- _Kısa problem_
Lütfen aşağıdaki satırların tamamını hiçbir değişiklik yapmadan aynen yazdır.

- _Verilen malzeme_

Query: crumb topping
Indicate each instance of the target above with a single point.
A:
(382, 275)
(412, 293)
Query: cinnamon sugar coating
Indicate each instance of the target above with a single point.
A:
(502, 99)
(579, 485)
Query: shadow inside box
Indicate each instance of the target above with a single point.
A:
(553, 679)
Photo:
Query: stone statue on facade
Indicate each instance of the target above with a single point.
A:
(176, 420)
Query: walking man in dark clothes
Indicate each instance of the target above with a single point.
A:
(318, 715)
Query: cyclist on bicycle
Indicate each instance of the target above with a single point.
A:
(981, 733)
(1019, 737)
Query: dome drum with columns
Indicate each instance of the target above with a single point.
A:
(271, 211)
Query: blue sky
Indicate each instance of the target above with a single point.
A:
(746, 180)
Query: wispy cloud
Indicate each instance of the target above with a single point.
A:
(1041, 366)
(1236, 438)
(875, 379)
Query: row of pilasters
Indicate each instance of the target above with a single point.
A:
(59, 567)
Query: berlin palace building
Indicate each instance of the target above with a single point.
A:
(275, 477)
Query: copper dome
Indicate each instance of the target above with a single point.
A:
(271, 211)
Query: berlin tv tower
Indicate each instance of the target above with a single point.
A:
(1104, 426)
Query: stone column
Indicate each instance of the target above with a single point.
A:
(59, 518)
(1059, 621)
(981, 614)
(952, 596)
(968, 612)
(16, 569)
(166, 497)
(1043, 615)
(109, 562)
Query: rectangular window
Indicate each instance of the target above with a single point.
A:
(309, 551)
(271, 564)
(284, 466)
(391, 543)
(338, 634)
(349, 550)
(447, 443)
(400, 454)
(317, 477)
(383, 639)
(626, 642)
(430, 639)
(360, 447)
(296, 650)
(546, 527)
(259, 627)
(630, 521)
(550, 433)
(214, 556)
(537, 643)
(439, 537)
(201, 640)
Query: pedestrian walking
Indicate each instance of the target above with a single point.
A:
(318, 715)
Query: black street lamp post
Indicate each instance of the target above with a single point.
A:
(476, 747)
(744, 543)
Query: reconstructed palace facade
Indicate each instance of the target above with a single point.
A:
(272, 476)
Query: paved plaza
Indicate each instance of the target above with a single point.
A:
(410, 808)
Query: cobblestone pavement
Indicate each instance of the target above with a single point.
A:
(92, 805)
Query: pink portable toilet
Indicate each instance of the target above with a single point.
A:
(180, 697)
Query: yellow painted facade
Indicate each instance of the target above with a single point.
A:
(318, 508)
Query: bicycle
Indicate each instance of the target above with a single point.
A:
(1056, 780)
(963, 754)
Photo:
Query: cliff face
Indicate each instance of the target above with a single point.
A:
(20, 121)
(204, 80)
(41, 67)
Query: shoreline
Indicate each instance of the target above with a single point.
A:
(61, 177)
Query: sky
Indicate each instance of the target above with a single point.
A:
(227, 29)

- _Alıştırma cevabı_
Query: crumb topping
Indicate each instance of the target above with a single point.
A:
(382, 275)
(412, 293)
Query: cinnamon sugar coating
Indicate each instance of the target above with a single point.
A:
(502, 99)
(579, 485)
Query: shadow inside box
Indicate each instance of the target above with a single point.
A:
(553, 679)
Photo:
Query: stone statue on facade
Indicate each instance of the target above with a single point.
A:
(176, 420)
Query: walking man in dark clothes
Indicate each instance of the target above with a single point.
A:
(318, 715)
Query: cyclist on bicycle
Indicate each instance of the target above with a single point.
A:
(981, 733)
(1019, 737)
Query: dome drum with columns
Indicate each instance of the target above with a single point.
A:
(271, 211)
Query: blue sky
Indicate each instance of the target above with a single point.
A:
(746, 180)
Query: wispy cloud
Indicate each instance of the target above with a single point.
A:
(1041, 366)
(1236, 438)
(875, 379)
Query: row of pilasters
Indicate each instance of the target above with a single point.
A:
(59, 567)
Query: berlin palace building
Indicate each instance of the target above with a single point.
A:
(275, 477)
Query: copper dome
Indicate each instance of the target above with a single point.
A:
(271, 211)
Query: berlin tv tower
Indicate each instance of the target above with a single point.
A:
(1104, 426)
Query: stone column
Indicate each instance of the target above with a single point.
A:
(59, 518)
(1059, 621)
(981, 614)
(952, 596)
(968, 612)
(16, 569)
(166, 497)
(1043, 615)
(109, 562)
Query: rectangular window
Indicate each instance of the target above with a single point.
A:
(309, 551)
(271, 564)
(284, 466)
(391, 543)
(338, 634)
(349, 550)
(447, 443)
(400, 454)
(317, 477)
(383, 639)
(626, 642)
(430, 639)
(360, 447)
(296, 650)
(546, 527)
(259, 627)
(630, 521)
(550, 433)
(214, 556)
(537, 643)
(439, 537)
(201, 640)
Query: pedestrian walking
Indicate each instance of the target above with a single point.
A:
(318, 715)
Query: black street lamp post
Indicate each instance of the target above with a single point.
A:
(476, 747)
(744, 543)
Query: reconstructed palace facade
Indicate each instance of the target above with a single point.
A:
(272, 476)
Query: paved plaza
Indicate each instance of the target above with a single point.
A:
(410, 808)
Query: cobblestone pavement
Indicate each instance of the target above with a single point.
A:
(92, 805)
Query: pink portable toilet
Indicate each instance of the target above with a single point.
A:
(180, 697)
Query: yellow painted facade
Indicate each instance of the target above with a single point.
A:
(318, 508)
Query: bicycle
Indicate each instance of the target above with a single point.
A:
(1056, 780)
(963, 754)
Photo:
Query: cliff face
Indicate each instance of the target above with a single point.
A:
(20, 121)
(204, 80)
(41, 67)
Query: shoreline
Indicate each instance of the target above with a single point.
A:
(61, 177)
Query: sky
Indicate each instance of the target above with a single point.
A:
(227, 29)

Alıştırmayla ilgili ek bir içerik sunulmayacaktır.